*Assignment*
Without any images, output the records below verbatim.

[Data extracted from a collection]
== Segment start ==

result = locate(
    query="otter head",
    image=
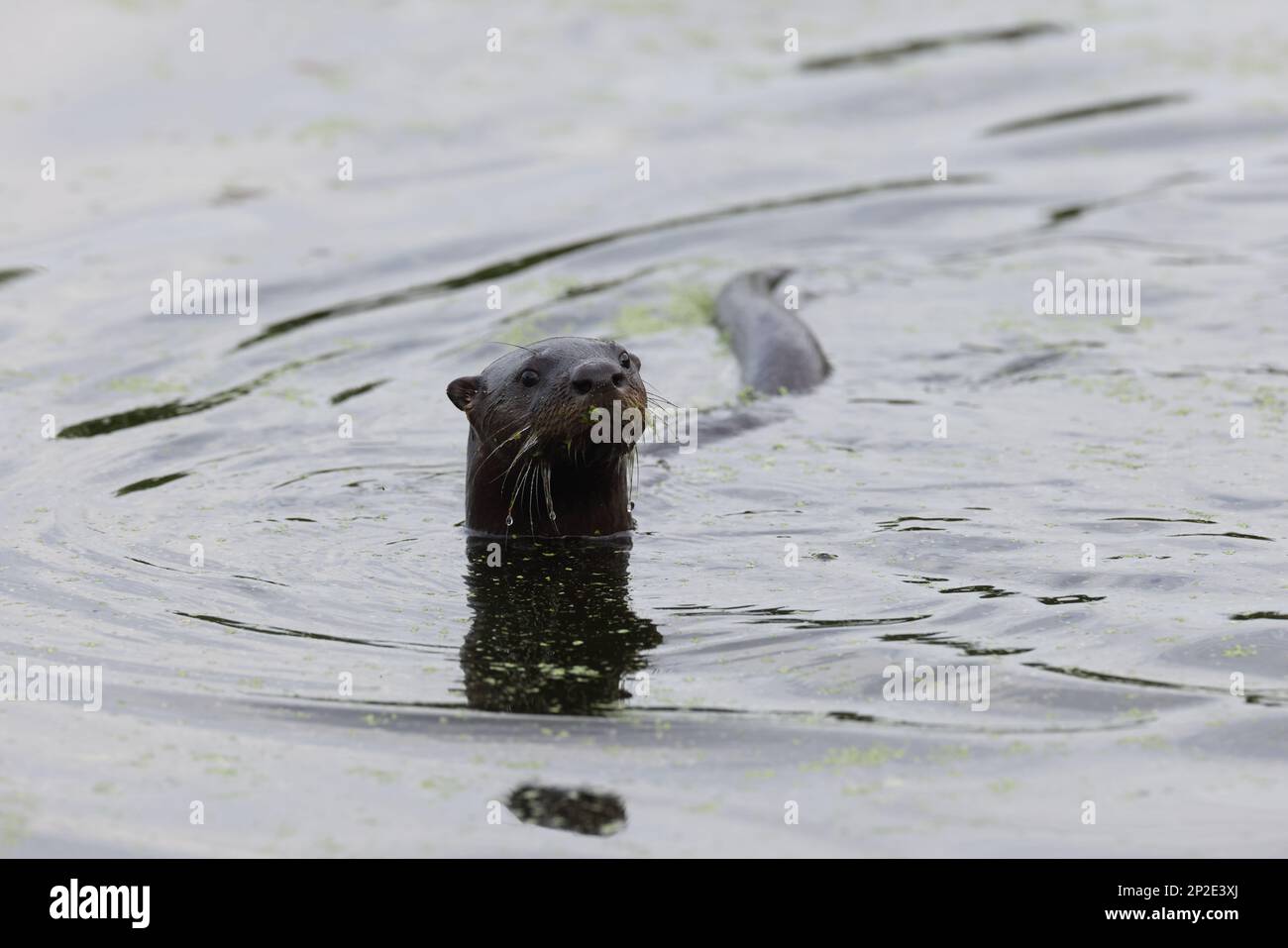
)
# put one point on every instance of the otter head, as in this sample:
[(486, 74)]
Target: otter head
[(555, 417), (555, 398)]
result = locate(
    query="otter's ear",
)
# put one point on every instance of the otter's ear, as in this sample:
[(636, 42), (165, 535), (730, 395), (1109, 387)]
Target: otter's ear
[(464, 390)]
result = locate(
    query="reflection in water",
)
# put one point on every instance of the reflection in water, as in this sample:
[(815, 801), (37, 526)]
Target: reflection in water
[(575, 810), (553, 630)]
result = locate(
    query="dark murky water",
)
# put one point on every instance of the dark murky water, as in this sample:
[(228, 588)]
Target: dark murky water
[(515, 691)]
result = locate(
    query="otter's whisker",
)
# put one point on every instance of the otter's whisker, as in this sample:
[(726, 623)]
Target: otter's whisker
[(550, 498)]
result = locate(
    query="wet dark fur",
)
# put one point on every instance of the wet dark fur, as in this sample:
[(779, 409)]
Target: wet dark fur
[(532, 467)]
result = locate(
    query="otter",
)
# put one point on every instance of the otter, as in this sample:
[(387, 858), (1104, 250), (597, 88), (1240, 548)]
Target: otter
[(536, 466), (533, 467)]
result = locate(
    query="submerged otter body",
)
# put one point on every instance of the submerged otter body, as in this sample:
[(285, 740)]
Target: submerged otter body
[(533, 467), (776, 351), (537, 463)]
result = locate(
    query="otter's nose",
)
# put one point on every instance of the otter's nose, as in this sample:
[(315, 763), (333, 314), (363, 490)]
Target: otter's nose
[(593, 375)]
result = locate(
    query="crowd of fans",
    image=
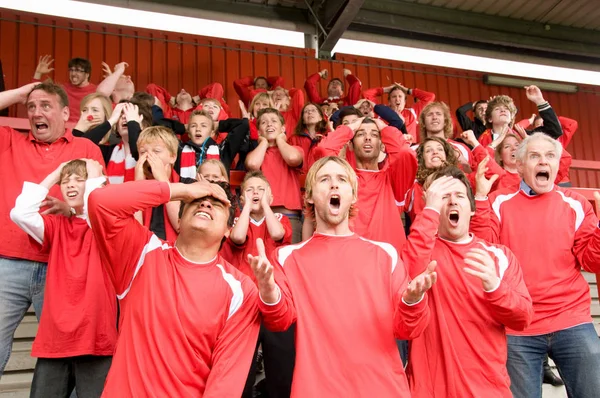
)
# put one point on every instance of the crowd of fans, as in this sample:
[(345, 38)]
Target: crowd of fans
[(419, 259)]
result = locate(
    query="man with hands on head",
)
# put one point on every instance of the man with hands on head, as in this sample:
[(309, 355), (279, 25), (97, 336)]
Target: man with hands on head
[(189, 319), (348, 296), (462, 353)]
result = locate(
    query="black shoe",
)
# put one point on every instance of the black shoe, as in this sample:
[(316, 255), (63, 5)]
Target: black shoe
[(551, 378)]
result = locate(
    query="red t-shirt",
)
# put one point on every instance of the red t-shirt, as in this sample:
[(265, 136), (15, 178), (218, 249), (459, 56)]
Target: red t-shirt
[(237, 255), (80, 305), (462, 353), (345, 295), (554, 236), (22, 158), (187, 329), (283, 179), (75, 95)]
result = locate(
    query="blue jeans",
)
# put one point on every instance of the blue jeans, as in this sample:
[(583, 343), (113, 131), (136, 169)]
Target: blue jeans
[(21, 284), (575, 351)]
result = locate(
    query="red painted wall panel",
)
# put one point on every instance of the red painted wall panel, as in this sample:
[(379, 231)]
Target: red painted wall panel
[(177, 61)]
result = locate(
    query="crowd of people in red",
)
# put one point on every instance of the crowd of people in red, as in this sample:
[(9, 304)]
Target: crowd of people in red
[(155, 277)]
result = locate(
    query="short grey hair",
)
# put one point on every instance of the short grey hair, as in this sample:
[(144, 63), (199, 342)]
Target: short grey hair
[(522, 150)]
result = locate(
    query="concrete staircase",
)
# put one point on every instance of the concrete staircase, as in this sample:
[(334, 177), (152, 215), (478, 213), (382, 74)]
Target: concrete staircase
[(16, 380)]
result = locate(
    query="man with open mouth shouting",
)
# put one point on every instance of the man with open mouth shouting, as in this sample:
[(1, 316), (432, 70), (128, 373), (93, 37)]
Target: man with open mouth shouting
[(554, 233), (348, 296)]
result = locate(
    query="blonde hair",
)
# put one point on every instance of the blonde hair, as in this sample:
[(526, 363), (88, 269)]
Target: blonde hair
[(447, 119), (260, 97), (159, 133), (217, 163), (76, 166), (497, 101), (106, 106), (311, 179)]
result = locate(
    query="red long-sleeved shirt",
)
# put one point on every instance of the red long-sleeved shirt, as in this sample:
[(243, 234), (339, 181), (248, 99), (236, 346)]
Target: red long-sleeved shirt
[(345, 295), (187, 329), (553, 235), (410, 115), (378, 216), (462, 353), (351, 98)]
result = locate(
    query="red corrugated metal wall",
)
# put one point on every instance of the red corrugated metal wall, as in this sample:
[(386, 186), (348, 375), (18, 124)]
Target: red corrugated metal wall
[(178, 61)]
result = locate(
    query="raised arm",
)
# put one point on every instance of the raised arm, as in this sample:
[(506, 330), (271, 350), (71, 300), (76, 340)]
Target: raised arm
[(235, 346)]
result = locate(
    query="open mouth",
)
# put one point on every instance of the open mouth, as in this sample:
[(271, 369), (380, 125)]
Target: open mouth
[(542, 176), (453, 217), (203, 214)]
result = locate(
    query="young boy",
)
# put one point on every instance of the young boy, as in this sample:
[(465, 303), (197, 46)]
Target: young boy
[(77, 334), (280, 162), (157, 147), (209, 139)]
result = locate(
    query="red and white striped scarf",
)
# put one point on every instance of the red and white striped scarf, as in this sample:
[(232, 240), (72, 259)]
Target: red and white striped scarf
[(120, 169)]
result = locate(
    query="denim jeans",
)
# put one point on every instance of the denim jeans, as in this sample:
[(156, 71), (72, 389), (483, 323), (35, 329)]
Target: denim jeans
[(575, 351), (21, 284)]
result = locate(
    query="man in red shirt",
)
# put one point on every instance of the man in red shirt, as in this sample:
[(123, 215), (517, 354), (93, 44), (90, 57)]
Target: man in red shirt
[(348, 296), (554, 233), (462, 353), (189, 319), (78, 86), (31, 157)]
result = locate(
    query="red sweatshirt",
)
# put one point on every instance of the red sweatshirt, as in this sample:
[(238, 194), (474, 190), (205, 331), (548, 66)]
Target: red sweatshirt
[(410, 115), (553, 235), (187, 329), (462, 353), (378, 216), (351, 98), (237, 255), (345, 295)]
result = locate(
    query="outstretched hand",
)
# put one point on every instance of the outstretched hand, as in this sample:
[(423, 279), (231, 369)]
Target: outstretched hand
[(417, 287), (263, 271)]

== Segment end ==

*Solution to the exercise*
result = locate(
    query="otter head",
    image=
)
# put one point on every instance of the otter head, as in this sample:
[(486, 74)]
Target: otter head
[(555, 417), (555, 398)]
result = locate(
    query="otter's ear",
)
# put one point on every instance of the otter's ear, as in this sample:
[(636, 42), (165, 535), (730, 395), (1109, 387)]
Target: otter's ear
[(464, 390)]
result = locate(
    query="reflection in water",
)
# put one point on every instance of the reflection in water, as in this sample:
[(815, 801), (37, 526)]
Target: reflection in water
[(575, 810), (553, 630)]
result = locate(
    query="dark murky water",
)
# put one point on every instance of the dark murky water, as in this sample:
[(228, 588)]
Target: dark murky water
[(515, 691)]
result = locate(
    query="otter's whisker",
)
# put one point on every instance of the otter's whisker, as in this sample:
[(726, 623)]
Target: otter's whisker
[(550, 498)]
result = locate(
    query="wet dark fur",
)
# put one point on every instance of the wet dark fur, as in this sample:
[(779, 409)]
Target: wet dark fur
[(532, 467)]
result = locate(
    query="otter",
)
# put one point on every instance of the otter, as in this sample:
[(387, 858), (1104, 250), (597, 88), (1240, 548)]
Target: otter
[(536, 466), (533, 467)]
result = locate(
    query="submerged otter body",
)
# put one point on every instance of the submerged otter body, as in this sample:
[(285, 740)]
Target: submerged otter body
[(533, 467), (776, 351), (537, 463)]
result = locate(
    query="otter's nose",
)
# put one point on every instance of the otter's nose, as in this sample:
[(315, 763), (333, 314), (363, 490)]
Target: otter's nose
[(593, 375)]
result = locate(
    query="crowd of fans",
    image=
)
# put one point on every instance of the crowd of fans, as in this sample:
[(345, 38)]
Target: crowd of fans
[(419, 259)]
result = locate(
    query="man with hands on head",
)
# put one point on every instance of the man with hands on head, as in this sample:
[(309, 355), (279, 25), (97, 336)]
Target: man with hands on head
[(189, 319), (348, 296), (462, 353)]
result = locate(
    query="black shoe",
)
# put one point on every instance of the black shoe, as in this sample:
[(316, 255), (63, 5)]
Target: black shoe
[(551, 378)]
result = locate(
    query="red t-shirt",
)
# put one point on every instance of the red t-shirt, as in this sample:
[(265, 136), (15, 178), (218, 249), (459, 56)]
Target: red t-shirt
[(237, 255), (80, 305), (462, 353), (345, 295), (554, 236), (22, 158), (187, 329), (283, 179), (75, 95)]
result = locate(
    query="blue jeans",
)
# put one point on every instance of the blue jeans, as in this sample:
[(583, 343), (113, 131), (136, 169)]
Target: blue jeans
[(21, 284), (575, 351)]
result = locate(
    query="red painted wall panel",
)
# put one point on every instance of the red painted wall panel, as in this sample:
[(379, 231)]
Target: red painted wall panel
[(177, 61)]
result = locate(
    query="crowd of people in red",
)
# put one point on every instance of the crowd of people in red, as in this sample:
[(9, 304)]
Target: crowd of people in red
[(155, 277)]
result = locate(
    query="short grey hair",
)
# put one point on every instance of the short grey hair, as in this sample:
[(144, 63), (199, 342)]
Target: short grey hair
[(522, 150)]
result = locate(
    query="concrete staircase",
)
# put one point on every instance of the concrete staircase, as in this sample:
[(334, 177), (152, 215), (478, 213), (382, 74)]
Target: concrete staircase
[(16, 380)]
result = locate(
    query="man with open mouth shouting",
)
# put one point on every instance of the man with open mouth shouting, as in this sample:
[(1, 316), (432, 70), (128, 373), (93, 37)]
Target: man with open mouth shouting
[(554, 233), (348, 296)]
result = locate(
    query="blonde hair",
)
# put one point on every instance of the blonde hair, as in this sample:
[(526, 363), (88, 269)]
Target: blonde hair
[(447, 119), (260, 97), (159, 133), (217, 163), (76, 166), (497, 101), (106, 106), (311, 179)]
result = locate(
    query="red long-sleeved shirt",
)
# put one point on every instance of the red long-sleeved shirt, as in this sample:
[(243, 234), (339, 181), (248, 99), (236, 346)]
Target: red long-sleeved shirt
[(345, 295), (187, 329), (553, 235), (410, 115), (378, 216), (462, 353), (351, 98)]
result = locate(
    query="red corrugated metal wall",
)
# put one point on every instance of the red corrugated metal wall, as in this sample:
[(386, 186), (348, 375), (18, 124)]
Target: red corrugated metal wall
[(178, 61)]
result = locate(
    query="raised arm",
)
# put one point on every instance of the raised arm, as in this sample:
[(506, 330), (271, 350), (71, 300), (76, 340)]
Target: raised arm
[(235, 346)]
result = locate(
    query="open mouth",
)
# put one point on every instance of the open mouth, as in this sample:
[(271, 369), (380, 125)]
Target: open mouth
[(542, 176), (453, 217), (203, 214)]
result = locate(
    query="young boy",
)
# put one point on every instance of the young boy, as in this sample:
[(465, 303), (197, 46)]
Target: young boy
[(77, 334), (280, 162), (157, 147), (209, 139)]
result = locate(
    query="red and white striped scarf",
)
# put one point on every instance of the red and white striped scarf, as in this sample:
[(232, 240), (72, 259)]
Target: red and white striped scarf
[(120, 169)]
result = locate(
    query="denim jeans",
)
# put one point on every instance of the denim jeans, as in this sample:
[(156, 71), (72, 389), (483, 323), (35, 329)]
Target: denim jeans
[(575, 351), (21, 284)]
result = locate(
    query="man in red shirt",
)
# put one point on every instance of the man in red shirt, as in this sample:
[(123, 215), (517, 354), (93, 44), (90, 57)]
Target: man in red shirt
[(348, 296), (554, 233), (462, 353), (189, 319), (78, 86), (31, 157)]
result = locate(
    query="red sweatshirt",
)
# put one point on every instance of the red sweatshirt, as in this sample:
[(238, 194), (474, 190), (205, 331), (548, 66)]
Target: red sweatshirt
[(410, 115), (553, 235), (187, 329), (462, 353), (378, 216), (351, 98), (237, 255), (345, 295)]
result = locate(
    query="outstretched hand",
)
# put one point on every instance of the outstretched hand, as in this sample:
[(423, 279), (231, 369)]
Target: outstretched hand
[(417, 287), (263, 271)]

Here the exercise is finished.